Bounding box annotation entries

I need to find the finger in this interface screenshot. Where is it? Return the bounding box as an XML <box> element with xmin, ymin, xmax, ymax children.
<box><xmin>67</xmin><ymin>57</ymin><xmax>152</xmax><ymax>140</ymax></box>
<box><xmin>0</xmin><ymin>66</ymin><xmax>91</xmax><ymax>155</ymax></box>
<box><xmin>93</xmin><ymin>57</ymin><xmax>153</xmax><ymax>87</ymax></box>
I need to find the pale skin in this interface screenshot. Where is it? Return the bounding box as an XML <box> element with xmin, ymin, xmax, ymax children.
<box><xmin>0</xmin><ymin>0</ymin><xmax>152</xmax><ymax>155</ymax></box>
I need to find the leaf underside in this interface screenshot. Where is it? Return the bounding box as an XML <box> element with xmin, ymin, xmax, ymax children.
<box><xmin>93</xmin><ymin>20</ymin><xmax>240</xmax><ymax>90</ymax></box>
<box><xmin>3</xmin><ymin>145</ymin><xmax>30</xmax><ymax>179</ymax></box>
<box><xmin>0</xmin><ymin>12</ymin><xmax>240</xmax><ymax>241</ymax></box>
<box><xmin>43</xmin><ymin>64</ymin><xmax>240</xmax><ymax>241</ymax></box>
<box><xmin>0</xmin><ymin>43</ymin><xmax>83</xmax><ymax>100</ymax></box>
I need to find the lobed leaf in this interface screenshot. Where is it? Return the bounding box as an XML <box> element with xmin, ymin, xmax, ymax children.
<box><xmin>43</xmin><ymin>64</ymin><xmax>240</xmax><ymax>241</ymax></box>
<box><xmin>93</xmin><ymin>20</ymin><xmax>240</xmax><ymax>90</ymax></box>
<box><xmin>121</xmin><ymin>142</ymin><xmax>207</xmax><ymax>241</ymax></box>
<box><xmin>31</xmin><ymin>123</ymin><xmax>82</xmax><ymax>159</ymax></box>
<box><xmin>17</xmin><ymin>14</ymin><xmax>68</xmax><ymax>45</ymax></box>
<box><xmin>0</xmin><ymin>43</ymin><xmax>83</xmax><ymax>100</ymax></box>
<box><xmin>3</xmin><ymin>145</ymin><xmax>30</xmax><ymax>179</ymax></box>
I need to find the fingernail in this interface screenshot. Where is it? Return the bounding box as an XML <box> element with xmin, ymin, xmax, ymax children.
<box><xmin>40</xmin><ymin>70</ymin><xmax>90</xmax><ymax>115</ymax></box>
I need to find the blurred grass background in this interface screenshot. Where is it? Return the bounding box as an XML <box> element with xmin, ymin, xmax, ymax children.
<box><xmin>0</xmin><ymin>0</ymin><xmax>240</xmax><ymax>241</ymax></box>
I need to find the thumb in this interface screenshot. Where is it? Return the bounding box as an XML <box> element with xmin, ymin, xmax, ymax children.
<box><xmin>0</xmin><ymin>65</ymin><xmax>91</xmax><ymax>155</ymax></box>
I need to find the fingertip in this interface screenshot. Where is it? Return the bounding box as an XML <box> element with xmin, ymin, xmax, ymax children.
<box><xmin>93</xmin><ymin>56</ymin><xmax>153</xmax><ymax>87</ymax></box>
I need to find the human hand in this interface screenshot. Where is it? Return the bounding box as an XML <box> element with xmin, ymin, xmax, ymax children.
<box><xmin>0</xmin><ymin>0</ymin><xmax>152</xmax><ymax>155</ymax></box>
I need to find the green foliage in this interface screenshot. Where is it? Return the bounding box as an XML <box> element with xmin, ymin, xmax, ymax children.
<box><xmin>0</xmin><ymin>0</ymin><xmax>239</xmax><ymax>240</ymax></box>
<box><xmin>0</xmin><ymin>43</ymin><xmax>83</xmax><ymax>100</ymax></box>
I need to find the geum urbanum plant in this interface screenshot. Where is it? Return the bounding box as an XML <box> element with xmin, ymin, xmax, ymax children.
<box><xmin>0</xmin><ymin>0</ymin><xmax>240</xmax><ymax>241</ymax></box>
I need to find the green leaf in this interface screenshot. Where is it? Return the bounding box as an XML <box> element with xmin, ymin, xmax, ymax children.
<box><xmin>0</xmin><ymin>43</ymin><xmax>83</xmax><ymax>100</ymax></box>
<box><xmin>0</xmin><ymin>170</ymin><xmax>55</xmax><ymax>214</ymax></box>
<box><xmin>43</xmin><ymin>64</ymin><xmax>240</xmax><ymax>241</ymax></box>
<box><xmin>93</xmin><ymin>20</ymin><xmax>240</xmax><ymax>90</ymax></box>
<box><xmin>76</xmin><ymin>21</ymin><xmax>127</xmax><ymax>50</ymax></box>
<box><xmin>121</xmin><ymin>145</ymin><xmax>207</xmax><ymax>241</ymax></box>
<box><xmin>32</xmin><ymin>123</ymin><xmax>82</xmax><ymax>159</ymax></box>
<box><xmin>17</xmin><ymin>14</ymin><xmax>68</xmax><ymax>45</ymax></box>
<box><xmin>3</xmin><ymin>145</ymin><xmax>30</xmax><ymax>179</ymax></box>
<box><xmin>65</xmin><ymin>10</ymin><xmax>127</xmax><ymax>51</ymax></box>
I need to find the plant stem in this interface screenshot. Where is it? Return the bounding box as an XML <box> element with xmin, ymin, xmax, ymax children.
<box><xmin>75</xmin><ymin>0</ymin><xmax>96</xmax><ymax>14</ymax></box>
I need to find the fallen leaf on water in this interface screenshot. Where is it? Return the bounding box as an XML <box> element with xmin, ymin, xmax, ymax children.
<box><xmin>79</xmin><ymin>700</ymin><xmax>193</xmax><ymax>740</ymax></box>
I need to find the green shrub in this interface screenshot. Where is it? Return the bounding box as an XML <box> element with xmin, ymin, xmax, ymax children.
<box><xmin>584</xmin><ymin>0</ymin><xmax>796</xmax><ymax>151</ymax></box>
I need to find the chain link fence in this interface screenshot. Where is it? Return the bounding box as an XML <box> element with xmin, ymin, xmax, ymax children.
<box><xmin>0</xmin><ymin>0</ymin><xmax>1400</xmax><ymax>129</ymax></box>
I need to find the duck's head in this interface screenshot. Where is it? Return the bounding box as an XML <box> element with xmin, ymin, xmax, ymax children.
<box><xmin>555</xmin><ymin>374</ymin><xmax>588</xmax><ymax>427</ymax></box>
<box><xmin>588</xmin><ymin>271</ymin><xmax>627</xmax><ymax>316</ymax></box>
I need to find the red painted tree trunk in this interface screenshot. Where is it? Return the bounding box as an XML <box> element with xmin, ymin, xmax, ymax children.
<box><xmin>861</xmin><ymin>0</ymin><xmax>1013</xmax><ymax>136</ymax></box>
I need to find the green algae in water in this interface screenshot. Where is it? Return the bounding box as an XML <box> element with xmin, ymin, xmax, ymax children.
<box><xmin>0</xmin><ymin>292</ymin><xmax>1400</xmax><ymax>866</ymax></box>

- Task instructions: Gather every line above that contains the word "plant", and list those lines.

- Written answer:
I need to find the geum urbanum plant in this interface screenshot. Where is it? Return the bounding box as an XML <box> element with xmin, ymin, xmax, ymax children.
I need to find the plant stem in this interface screenshot. Where is it? Return the bounding box as an XML <box> element with xmin, ymin, xmax, ymax children.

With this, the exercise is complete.